§ Records shown
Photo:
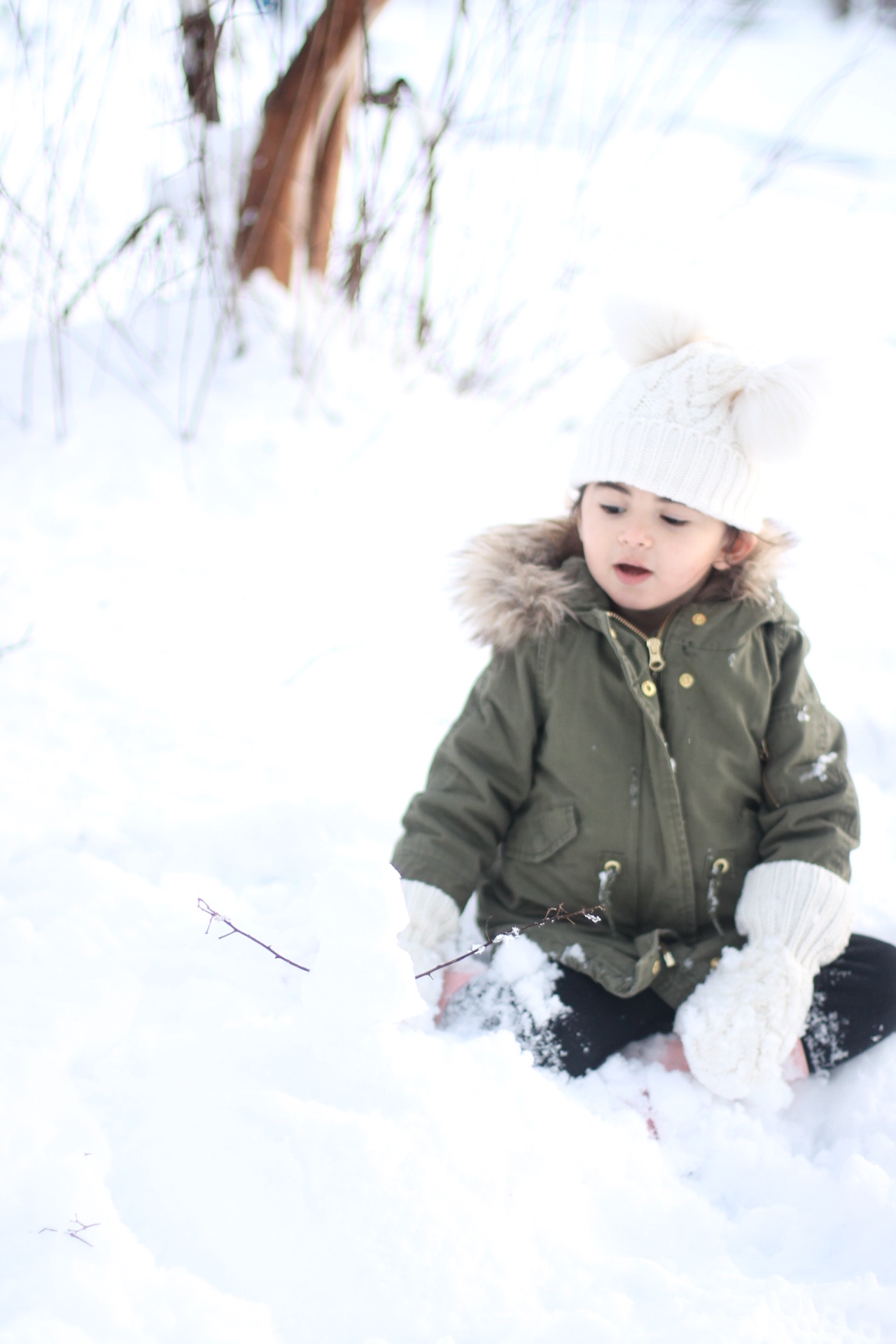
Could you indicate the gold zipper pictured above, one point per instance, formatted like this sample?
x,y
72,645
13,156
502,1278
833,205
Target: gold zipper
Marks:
x,y
654,643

§ What the task requires
Rescale the material above: reproduce all of its lines, the requests included, but omit the pictures, and multiply every coordinate in the answers by 0.45, rounding each result to the nearest whole number with halves rounded up. Leave the numbers in the requests and in their format samples unchanged.

§ Correct result
Photo:
Could you indicate the gold zipper pictured above, one point per instance, formatted like this sample?
x,y
72,645
13,156
502,1278
833,205
Target: gold zipper
Marks:
x,y
294,289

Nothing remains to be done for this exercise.